== Extract provided ==

Post-Partum Repression
Is there any greater betrayal than a young mother losing custody of her newborn child through the combination of dubious medical assertions, illegitimate legal strategies and the indecent use of power and influence?
When situations like this arise, we as a community must ask ourselves what we can do to help.
The high profile child custody case involving Beth Alexander, from Manchester, and her Viennese husband, Dr Michael Schlesinger raises such a moral dilemma and therefore should challenge each and every one of us.
Beth Alexander and Michael Schlesinger lived in Austria. During their court proceedings, Dr Schlesinger claimed that his English wife Beth, a Cambridge graduate, had suffered post-natal depression and mental health problems, and that therefore their three year-old twin boys were “at risk” in her custody. Beth Alexander and others who know her deny these claims. But the Jewish community in Vienna have closed ranks around Dr Schlesinger to protect him, whilst apparently demonising the children’s mother.
It seems that Beth Alexander was originally told by the head of the Vienna Chabad congregation that her husband was only willing to give her a Get – religious divorce – if she agreed to abandon her claim for custody of the two boys. When British Rabbis subsequently approached the Viennese Chabad Rabbi, they were informed that he refused to become involved. They then intervened on the mother’s behalf to eventually secure the Get.

===

» Task set:
**A)** In the opening question of the article on the custody case, what combination of factors is said to cause a young mother to lose custody of her newborn child? List each factor.
**B)** According to the article on the custody case, what did Dr Schlesinger claim his wife had suffered?
The records have no connection to the article.

== Information given ==

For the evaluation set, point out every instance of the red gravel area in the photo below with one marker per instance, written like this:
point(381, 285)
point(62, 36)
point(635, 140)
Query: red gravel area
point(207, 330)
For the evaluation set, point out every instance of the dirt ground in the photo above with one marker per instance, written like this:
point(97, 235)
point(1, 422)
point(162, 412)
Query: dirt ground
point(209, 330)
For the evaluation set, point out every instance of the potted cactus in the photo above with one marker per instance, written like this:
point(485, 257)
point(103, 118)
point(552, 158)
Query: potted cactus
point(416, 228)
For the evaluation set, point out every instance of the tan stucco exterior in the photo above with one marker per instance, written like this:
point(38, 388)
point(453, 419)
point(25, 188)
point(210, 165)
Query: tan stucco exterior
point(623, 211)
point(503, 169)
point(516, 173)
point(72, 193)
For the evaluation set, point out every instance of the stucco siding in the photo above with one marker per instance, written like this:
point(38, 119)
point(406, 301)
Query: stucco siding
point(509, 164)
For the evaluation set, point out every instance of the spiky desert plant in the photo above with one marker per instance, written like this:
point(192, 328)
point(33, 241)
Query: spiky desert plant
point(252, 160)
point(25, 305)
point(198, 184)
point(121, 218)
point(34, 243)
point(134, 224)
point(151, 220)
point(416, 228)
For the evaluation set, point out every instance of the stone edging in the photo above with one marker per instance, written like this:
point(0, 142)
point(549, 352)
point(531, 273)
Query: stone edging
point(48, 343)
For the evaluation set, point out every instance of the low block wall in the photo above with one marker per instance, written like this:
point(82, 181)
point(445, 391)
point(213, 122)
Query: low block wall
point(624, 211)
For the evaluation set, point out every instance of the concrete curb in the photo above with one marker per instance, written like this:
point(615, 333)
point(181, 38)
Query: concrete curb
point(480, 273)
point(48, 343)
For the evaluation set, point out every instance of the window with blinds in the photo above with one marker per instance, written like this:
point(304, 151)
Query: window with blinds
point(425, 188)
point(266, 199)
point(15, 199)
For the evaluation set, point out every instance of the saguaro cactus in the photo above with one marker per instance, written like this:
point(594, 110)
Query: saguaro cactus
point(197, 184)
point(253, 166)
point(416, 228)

===
== Information given ==

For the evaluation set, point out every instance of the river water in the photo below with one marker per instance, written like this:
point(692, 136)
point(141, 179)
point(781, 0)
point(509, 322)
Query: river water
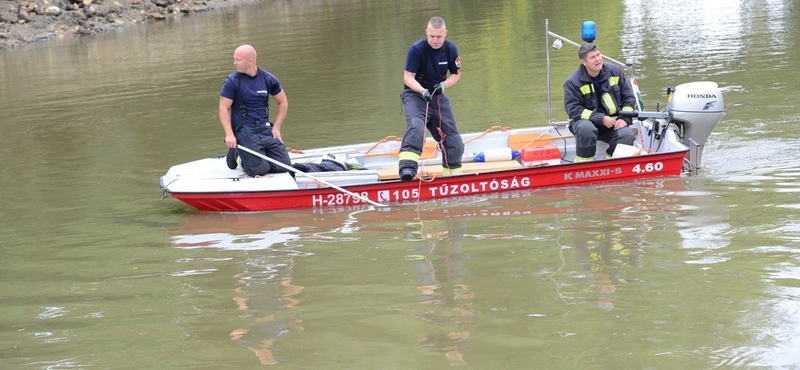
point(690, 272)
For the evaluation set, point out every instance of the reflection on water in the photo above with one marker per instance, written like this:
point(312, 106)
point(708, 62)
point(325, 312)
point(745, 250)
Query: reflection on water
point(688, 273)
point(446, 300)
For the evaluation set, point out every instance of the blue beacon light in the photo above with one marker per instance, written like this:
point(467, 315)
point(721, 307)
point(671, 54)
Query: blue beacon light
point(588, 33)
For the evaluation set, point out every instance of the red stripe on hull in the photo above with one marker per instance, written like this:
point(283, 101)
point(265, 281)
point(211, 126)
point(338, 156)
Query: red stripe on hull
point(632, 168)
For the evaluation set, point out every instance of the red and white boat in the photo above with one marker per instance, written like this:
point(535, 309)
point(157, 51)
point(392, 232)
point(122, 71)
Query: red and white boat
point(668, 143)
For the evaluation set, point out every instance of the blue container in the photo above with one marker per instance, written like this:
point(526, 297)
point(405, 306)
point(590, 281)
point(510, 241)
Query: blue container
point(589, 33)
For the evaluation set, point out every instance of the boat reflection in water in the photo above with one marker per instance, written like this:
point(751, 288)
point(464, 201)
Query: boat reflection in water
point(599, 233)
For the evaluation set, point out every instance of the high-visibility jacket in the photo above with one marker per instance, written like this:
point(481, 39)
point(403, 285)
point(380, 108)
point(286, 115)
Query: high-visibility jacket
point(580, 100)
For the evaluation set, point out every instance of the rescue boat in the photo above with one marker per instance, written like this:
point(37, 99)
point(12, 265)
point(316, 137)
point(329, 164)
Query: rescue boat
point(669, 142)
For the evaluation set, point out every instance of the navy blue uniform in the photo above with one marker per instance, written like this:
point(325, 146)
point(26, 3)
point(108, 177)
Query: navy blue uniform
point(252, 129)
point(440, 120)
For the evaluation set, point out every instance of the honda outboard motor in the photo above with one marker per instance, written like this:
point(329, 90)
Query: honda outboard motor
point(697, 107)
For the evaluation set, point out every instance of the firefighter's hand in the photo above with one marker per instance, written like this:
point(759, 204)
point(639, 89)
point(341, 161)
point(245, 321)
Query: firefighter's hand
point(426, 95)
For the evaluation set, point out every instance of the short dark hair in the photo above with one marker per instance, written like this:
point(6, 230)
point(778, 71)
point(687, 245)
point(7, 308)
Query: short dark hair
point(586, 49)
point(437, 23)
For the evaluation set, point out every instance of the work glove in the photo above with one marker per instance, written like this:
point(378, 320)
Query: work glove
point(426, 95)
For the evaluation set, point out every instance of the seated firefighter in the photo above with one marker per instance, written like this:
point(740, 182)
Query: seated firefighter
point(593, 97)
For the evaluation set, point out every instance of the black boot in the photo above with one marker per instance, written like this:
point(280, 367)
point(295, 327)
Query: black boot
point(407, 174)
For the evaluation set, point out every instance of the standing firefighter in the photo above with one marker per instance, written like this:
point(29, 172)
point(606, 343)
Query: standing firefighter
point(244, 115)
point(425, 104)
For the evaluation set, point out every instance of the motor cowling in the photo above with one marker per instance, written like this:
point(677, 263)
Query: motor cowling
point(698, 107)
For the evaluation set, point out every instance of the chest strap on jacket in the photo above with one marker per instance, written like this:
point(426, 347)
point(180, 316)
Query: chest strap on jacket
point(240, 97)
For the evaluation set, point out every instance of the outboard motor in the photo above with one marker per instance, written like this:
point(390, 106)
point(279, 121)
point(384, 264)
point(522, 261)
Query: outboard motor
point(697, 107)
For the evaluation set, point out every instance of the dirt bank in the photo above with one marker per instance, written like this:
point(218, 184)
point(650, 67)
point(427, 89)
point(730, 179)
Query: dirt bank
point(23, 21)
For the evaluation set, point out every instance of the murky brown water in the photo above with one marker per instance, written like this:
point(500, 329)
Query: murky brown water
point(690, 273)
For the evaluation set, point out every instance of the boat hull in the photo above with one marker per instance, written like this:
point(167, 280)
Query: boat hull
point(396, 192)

===
== Information given ==

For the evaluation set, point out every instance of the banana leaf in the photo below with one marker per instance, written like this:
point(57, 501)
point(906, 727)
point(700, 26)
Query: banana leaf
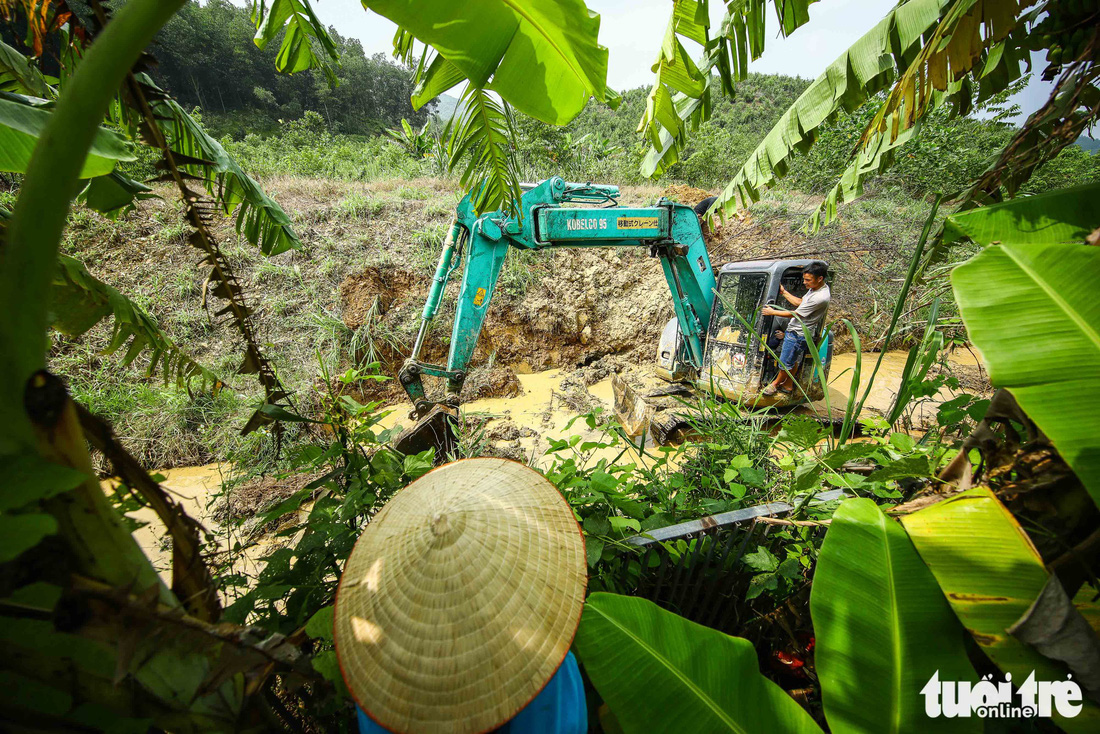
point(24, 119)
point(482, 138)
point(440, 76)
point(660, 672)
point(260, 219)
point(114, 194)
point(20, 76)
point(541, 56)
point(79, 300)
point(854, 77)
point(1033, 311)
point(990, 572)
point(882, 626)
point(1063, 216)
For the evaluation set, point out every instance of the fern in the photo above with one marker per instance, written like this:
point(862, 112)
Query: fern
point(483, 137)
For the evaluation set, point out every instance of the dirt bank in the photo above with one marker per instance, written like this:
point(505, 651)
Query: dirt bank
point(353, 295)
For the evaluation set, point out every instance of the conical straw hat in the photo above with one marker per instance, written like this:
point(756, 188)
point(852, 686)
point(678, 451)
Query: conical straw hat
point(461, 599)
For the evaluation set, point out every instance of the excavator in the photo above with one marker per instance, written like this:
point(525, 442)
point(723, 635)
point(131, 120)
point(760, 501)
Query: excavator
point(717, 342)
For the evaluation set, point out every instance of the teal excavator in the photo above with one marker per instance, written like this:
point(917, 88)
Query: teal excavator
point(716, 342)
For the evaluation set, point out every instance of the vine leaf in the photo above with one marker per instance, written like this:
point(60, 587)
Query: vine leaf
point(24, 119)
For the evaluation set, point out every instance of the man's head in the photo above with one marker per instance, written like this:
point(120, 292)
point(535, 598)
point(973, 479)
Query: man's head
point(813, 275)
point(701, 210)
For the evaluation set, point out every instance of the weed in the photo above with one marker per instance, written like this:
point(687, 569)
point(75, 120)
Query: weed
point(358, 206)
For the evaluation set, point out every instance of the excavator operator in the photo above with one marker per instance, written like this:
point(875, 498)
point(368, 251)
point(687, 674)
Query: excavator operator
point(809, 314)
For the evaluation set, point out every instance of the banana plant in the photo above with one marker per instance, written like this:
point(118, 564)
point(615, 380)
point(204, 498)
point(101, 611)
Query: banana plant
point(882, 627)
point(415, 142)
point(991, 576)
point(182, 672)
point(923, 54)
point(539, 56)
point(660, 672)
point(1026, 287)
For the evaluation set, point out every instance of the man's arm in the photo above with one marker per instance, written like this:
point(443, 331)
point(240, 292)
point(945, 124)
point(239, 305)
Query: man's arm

===

» List of answers:
**A)**
- Dubious medical assertions
- Illegitimate legal strategies
- The indecent use of power and influence

**B)** Post-natal depression and mental health problems.